** Begin Excerpted records **

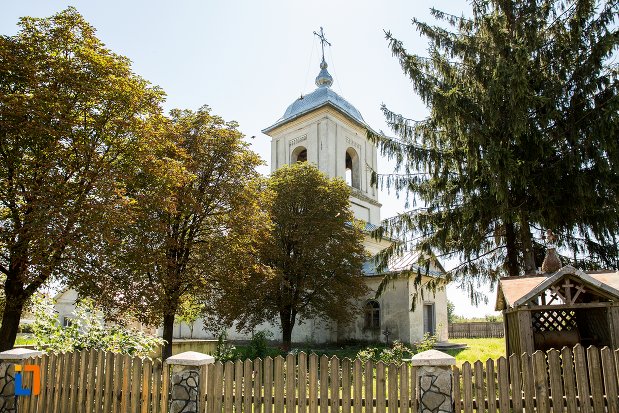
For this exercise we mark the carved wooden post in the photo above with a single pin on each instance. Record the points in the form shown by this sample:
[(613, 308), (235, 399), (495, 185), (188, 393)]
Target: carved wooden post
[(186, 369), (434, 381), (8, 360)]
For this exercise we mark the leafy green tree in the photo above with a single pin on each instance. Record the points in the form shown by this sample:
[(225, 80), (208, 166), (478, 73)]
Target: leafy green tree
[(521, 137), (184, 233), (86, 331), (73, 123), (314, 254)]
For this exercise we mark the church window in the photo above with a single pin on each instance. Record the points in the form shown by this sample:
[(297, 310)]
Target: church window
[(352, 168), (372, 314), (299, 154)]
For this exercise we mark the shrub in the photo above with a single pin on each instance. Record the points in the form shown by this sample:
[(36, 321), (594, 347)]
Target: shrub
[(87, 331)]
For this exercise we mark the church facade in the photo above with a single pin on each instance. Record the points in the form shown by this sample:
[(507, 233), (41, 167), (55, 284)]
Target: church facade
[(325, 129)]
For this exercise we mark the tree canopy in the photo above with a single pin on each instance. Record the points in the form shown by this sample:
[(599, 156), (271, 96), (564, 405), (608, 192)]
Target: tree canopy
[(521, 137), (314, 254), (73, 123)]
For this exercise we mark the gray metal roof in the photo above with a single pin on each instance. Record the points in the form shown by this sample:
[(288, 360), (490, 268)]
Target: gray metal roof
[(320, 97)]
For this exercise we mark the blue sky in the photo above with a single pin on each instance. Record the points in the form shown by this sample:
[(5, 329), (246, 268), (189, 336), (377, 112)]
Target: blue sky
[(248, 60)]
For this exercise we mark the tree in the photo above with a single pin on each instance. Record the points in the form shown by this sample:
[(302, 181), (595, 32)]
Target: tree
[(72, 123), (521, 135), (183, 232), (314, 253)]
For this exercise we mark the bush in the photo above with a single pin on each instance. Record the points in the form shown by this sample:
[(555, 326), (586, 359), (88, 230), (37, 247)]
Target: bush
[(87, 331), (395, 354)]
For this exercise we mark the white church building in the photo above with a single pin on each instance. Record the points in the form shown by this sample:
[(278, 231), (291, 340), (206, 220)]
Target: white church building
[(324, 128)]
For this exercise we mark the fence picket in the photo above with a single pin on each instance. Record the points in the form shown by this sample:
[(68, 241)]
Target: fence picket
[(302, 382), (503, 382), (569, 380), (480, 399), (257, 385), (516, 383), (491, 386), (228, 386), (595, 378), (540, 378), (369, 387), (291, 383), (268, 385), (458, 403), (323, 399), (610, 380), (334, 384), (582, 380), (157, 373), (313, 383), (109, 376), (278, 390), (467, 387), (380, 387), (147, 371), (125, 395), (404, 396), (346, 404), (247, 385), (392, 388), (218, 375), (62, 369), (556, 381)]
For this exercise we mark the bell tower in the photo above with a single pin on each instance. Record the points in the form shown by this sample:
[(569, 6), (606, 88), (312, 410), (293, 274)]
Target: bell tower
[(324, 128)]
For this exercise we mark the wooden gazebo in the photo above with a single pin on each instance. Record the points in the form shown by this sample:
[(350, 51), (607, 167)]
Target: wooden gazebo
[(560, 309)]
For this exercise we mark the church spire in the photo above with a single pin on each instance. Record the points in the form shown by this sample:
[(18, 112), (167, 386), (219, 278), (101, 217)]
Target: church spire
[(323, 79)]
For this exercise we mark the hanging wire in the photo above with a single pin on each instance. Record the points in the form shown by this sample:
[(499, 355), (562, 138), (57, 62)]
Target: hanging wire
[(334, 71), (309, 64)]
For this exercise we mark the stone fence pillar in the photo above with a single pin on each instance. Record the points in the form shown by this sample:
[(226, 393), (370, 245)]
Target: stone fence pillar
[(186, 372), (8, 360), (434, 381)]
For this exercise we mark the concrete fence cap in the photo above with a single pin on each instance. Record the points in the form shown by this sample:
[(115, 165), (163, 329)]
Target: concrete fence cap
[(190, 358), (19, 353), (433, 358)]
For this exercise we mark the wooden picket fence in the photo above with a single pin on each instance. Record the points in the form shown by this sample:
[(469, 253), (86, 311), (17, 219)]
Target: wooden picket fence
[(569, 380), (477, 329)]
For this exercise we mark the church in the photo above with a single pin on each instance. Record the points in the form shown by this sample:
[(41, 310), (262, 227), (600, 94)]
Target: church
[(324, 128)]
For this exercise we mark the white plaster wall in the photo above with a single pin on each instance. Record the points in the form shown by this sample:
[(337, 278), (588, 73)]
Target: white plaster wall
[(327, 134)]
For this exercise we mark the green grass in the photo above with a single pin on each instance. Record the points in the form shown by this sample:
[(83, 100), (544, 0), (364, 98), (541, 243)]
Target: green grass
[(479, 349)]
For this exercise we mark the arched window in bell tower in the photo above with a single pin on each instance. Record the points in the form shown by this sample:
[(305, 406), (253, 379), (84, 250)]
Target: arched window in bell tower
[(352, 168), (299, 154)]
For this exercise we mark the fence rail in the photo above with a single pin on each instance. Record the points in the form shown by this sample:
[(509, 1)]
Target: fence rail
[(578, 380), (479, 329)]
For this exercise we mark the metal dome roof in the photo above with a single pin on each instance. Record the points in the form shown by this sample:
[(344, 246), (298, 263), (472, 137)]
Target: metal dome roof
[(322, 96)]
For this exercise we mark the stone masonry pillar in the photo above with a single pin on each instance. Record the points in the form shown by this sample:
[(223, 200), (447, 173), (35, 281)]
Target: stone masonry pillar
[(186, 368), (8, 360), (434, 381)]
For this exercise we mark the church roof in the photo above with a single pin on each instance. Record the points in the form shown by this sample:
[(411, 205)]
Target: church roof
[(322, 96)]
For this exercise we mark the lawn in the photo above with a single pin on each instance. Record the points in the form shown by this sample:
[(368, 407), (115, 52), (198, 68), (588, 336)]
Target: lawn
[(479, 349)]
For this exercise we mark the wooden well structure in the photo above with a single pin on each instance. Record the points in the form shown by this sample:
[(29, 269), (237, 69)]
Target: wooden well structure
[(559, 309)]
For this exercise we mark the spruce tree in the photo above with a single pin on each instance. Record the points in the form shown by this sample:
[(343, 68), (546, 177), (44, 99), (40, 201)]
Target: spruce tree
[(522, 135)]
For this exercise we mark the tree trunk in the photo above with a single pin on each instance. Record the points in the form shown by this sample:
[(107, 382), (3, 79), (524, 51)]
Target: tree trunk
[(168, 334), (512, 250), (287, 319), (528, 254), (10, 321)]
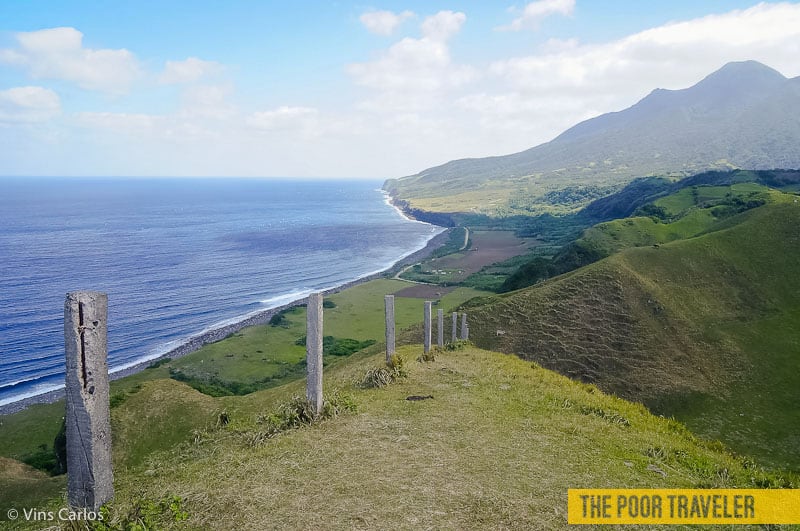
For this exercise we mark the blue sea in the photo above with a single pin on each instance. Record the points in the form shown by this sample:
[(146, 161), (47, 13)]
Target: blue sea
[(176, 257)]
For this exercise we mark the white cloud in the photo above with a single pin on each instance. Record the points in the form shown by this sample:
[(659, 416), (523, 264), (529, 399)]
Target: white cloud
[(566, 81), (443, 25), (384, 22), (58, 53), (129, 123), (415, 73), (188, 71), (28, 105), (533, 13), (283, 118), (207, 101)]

** End Excerpted records **
** Begin Excerpted records **

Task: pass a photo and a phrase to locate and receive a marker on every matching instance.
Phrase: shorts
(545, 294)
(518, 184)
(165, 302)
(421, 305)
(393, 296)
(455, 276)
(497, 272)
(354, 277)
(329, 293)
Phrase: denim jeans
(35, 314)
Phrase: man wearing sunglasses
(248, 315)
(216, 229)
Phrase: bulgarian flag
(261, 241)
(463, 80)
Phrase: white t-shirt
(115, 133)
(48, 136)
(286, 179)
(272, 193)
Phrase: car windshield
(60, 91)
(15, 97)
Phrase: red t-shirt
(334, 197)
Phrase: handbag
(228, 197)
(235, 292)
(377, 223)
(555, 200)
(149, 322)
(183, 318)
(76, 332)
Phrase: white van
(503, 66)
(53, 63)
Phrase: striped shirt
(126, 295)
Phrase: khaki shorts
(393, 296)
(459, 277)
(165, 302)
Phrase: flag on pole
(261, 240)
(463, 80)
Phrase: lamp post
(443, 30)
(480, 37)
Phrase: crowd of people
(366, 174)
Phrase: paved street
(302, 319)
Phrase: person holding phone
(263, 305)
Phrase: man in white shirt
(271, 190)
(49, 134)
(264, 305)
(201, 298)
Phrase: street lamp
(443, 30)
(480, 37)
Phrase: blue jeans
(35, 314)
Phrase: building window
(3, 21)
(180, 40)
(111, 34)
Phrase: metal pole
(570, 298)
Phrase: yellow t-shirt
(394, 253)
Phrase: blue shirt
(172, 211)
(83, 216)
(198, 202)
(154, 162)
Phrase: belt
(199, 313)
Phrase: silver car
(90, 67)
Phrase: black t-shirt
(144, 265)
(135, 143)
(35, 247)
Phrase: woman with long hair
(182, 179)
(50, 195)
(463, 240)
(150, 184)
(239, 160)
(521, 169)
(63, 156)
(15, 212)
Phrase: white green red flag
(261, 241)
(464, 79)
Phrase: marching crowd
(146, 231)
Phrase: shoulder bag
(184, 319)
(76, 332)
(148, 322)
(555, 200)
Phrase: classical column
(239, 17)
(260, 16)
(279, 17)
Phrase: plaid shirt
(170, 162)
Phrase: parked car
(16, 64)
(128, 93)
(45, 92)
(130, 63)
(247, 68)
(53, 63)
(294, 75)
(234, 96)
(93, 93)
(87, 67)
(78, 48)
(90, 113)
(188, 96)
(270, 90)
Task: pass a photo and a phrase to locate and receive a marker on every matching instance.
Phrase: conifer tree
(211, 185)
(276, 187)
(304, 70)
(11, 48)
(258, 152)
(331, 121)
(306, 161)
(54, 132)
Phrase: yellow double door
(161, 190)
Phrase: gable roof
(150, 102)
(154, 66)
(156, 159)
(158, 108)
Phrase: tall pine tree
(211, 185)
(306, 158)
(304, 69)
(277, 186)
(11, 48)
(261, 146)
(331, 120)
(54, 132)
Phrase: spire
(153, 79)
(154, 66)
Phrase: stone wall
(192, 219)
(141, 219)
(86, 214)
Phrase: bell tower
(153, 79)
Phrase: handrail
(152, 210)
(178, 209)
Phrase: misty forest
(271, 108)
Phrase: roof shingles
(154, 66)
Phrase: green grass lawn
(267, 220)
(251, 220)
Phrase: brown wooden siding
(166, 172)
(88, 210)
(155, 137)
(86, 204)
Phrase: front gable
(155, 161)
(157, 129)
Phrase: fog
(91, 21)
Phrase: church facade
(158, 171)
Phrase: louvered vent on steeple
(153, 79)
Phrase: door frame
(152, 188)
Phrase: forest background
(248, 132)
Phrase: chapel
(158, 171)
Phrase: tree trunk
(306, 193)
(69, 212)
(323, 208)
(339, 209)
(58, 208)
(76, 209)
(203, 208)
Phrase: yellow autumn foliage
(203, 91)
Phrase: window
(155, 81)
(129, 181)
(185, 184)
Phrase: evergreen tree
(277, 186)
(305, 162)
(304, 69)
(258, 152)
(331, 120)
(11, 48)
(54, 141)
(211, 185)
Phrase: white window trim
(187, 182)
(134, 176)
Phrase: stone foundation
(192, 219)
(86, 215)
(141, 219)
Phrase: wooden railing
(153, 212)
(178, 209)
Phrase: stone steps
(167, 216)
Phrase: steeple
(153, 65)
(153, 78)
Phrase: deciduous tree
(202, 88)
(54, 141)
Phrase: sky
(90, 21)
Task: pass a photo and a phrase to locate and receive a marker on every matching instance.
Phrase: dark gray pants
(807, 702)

** End Excerpted records **

→ What needs to be done
Reproduce the data above without changes, starting at the line containing "For this exercise we mark the hanging" and continuing through the line containing "[(334, 71), (309, 64)]".

→ Reply
For this exercise we mark the hanging wire in the photo above with a single pin on each instance. Record the points in the form shown by this sample:
[(499, 355), (562, 138), (57, 62)]
Target: hanging wire
[(334, 71), (309, 64)]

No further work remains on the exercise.